Pointing and labeling entries
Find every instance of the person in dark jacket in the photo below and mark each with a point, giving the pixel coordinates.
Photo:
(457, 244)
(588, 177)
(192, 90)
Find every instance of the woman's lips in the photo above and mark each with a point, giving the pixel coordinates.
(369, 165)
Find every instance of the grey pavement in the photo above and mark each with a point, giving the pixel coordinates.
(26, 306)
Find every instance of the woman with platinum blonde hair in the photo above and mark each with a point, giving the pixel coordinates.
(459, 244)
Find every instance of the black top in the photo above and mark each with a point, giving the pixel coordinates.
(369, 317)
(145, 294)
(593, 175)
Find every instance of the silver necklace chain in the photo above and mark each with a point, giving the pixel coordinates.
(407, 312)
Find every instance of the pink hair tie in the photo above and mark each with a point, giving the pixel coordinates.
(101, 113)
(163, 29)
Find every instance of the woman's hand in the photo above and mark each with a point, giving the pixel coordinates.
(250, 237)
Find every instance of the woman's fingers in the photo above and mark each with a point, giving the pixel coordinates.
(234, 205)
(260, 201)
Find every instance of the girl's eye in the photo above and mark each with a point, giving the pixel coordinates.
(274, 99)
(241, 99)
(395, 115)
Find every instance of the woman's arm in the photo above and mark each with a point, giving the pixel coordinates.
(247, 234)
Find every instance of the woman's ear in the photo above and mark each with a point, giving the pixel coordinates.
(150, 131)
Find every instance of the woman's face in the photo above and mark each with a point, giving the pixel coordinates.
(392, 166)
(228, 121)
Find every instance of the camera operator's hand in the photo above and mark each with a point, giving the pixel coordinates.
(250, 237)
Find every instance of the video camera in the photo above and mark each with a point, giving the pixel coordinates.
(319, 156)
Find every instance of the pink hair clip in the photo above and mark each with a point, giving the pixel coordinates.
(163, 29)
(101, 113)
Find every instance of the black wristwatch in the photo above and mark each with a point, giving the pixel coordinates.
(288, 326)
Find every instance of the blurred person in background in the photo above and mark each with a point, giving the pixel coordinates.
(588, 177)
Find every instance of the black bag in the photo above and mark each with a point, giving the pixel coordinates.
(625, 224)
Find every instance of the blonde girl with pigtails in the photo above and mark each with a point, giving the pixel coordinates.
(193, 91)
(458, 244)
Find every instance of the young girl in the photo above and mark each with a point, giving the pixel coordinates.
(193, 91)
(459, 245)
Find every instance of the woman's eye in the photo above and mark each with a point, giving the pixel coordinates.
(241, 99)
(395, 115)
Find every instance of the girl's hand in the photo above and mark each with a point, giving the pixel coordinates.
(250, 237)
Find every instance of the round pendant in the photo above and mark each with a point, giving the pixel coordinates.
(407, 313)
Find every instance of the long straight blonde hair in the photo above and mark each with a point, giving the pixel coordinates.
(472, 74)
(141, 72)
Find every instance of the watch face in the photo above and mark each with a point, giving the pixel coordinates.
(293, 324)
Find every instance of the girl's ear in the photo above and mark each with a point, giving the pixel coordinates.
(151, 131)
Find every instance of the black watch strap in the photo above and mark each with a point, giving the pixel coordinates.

Exercise
Output exactly the lines above, from the one holding "Find every instance of the round" through the end of the data, including the first and last.

Correct answer
Find every instance of the round pendant in the photo above and mark each with a point, giving the pixel coordinates.
(407, 313)
Find every instance of the long straight blonde hair in the photo above and mark each with a point, giving the pixel coordinates.
(472, 74)
(141, 72)
Find every instance of the watch face in the photo above and mark each with a point, giving the pixel coordinates.
(293, 324)
Find every instance of the girl's ear in the photo above and mark each with a point, giving the pixel coordinates.
(151, 131)
Find every instance of the black watch strap in the photo above and mark each with a point, giving the pixel coordinates.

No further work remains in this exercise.